## [Problem to work on]
Pull out each line in the listing below that contains the word "point". Match it case-sensitively.

## [Data extract]
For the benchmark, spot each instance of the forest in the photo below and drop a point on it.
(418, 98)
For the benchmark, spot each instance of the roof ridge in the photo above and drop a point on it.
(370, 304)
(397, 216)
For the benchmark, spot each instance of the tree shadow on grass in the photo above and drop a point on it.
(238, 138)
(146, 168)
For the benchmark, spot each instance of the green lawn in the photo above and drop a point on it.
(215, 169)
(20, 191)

==

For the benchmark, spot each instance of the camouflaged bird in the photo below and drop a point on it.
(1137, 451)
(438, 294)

...

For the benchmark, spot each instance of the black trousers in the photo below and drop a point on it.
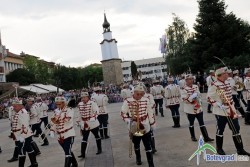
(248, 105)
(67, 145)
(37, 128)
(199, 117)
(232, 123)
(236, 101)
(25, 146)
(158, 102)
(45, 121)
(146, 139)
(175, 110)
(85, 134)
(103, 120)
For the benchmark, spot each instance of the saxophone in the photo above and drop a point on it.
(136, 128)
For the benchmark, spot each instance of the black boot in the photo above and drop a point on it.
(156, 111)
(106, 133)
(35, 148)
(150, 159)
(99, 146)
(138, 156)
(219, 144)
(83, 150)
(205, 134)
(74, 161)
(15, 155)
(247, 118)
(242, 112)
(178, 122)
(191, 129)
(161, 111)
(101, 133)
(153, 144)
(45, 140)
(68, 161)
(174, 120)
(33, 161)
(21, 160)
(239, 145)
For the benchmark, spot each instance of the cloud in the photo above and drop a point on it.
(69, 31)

## [Expected answer]
For the benchmark, spot each instance of the forest in the photo below and drop a point on it.
For the benchmark, spot each instance of the roof ridge in the photo above and drop a point on it.
For the benchmark, spot each instance of the tree shadow on grass in the photo above and drop a point on it.
For the benchmark, spot each instance of the green lawn in the photo above and drop a point on it.
For the benchmark, spot each instance of the camouflaged bird in the photo below and drop a point on it.
For the benchmark, spot each instance of the black trousers in the photo below and drop a point on it.
For the benchmark, spot each instance of the saxophone in the photo above and drop a point on it.
For the benchmark, spot each instance of the black boot in the photo above and drop a point on it.
For the benchmark, spot each instance of the cloud in the photo above and drop a point on it.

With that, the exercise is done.